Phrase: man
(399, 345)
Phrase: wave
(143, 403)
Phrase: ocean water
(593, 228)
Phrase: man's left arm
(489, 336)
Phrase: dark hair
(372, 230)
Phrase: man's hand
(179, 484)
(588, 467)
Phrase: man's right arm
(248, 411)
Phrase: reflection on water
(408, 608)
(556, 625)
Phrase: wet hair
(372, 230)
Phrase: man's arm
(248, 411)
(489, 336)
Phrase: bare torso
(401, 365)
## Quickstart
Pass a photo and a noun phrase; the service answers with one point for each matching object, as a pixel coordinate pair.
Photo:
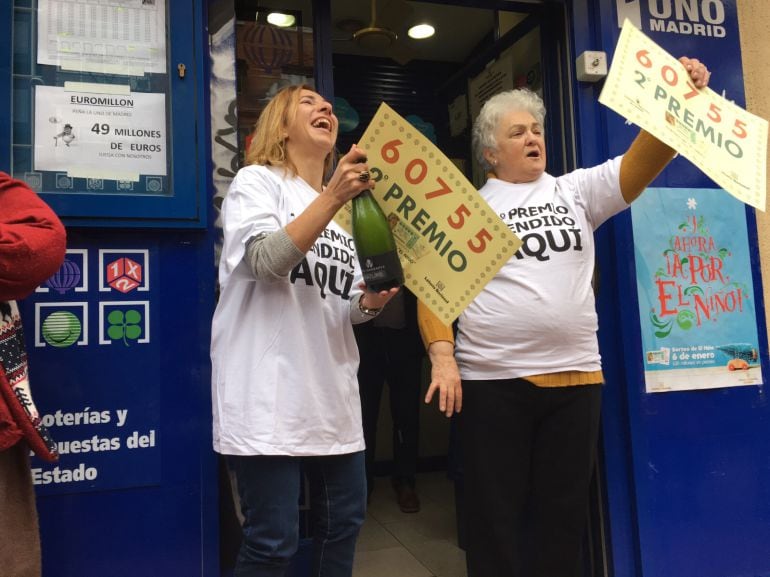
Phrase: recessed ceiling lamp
(282, 20)
(421, 31)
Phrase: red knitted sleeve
(32, 239)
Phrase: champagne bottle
(375, 245)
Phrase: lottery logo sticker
(61, 325)
(72, 275)
(124, 271)
(126, 323)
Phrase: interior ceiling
(459, 29)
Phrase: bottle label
(380, 267)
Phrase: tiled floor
(422, 544)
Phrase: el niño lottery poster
(696, 298)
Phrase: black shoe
(407, 498)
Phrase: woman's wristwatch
(365, 310)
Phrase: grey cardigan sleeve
(272, 256)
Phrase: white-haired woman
(525, 367)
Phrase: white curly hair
(494, 109)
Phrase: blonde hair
(268, 143)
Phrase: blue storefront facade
(118, 338)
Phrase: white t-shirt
(284, 357)
(537, 315)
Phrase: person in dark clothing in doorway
(391, 351)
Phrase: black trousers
(393, 356)
(528, 454)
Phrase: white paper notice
(100, 135)
(125, 37)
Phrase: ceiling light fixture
(281, 20)
(421, 31)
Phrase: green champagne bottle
(375, 245)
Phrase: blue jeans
(269, 491)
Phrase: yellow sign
(449, 240)
(652, 89)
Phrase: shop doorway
(359, 52)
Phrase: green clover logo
(124, 326)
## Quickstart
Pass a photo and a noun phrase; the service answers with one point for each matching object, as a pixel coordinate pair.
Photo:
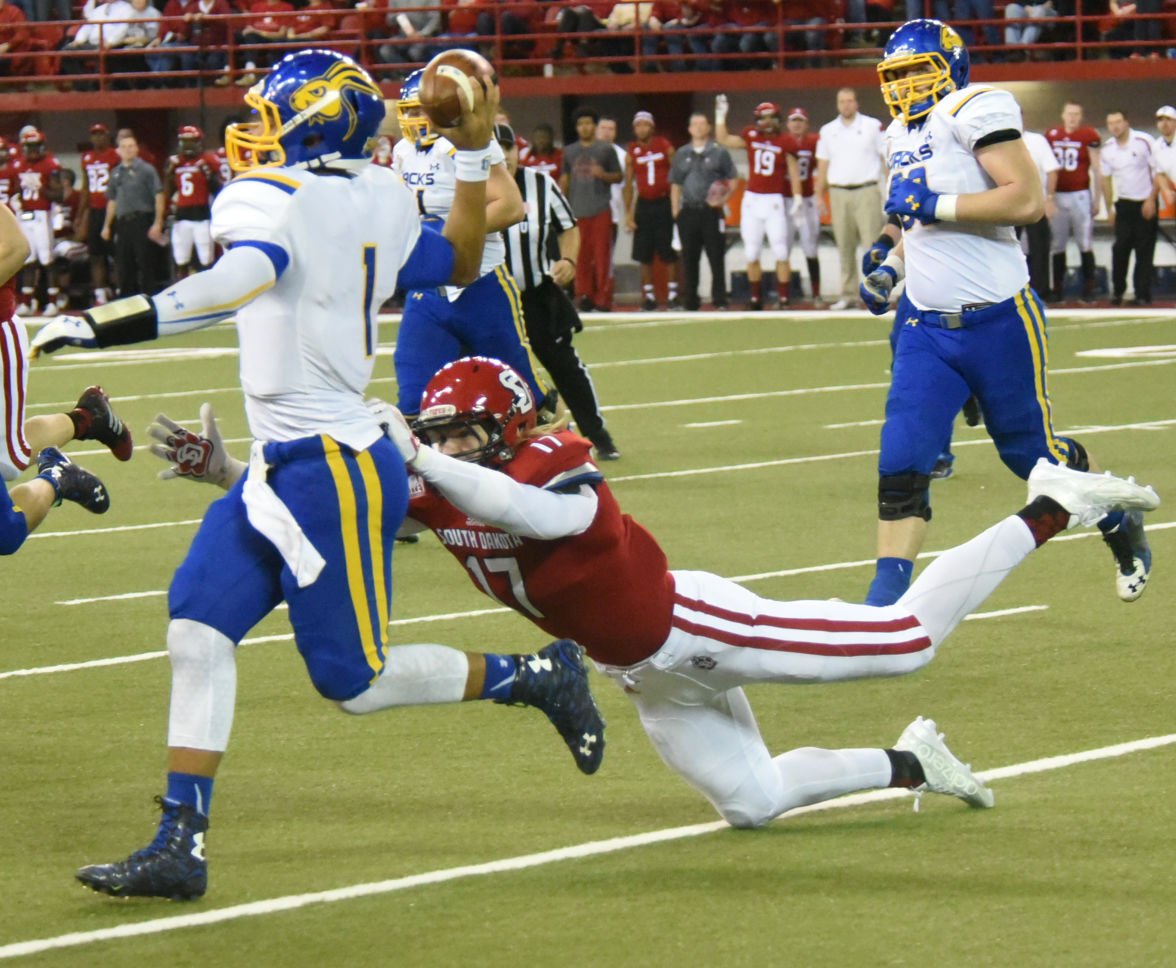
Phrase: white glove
(395, 428)
(64, 331)
(198, 456)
__________
§ **The exercise**:
Arrange the lines from the one containing "Phrase: green champagne bottle" through the end of the lines as a two-column CSV with the headers phrase and points. Put each text and its answer together in one row, with each in a single quoted field, line breaks turned into spaces, and the pictures left out.

§ **Worked solution**:
phrase,points
"Phrase: green champagne bottle","(375, 245)"
"Phrase: blue jeans","(269, 491)"
"Phrase: yellow sign","(449, 240) (652, 89)"
"Phrase: shop doorway","(359, 52)"
"Phrase: green clover logo","(124, 326)"
"## Quickstart Pass a photo and a noun phrase; the service answers with one point for each matching object, as a pixel coordinate pair. Photo: Phrase: white glove","(395, 428) (64, 331) (198, 456)"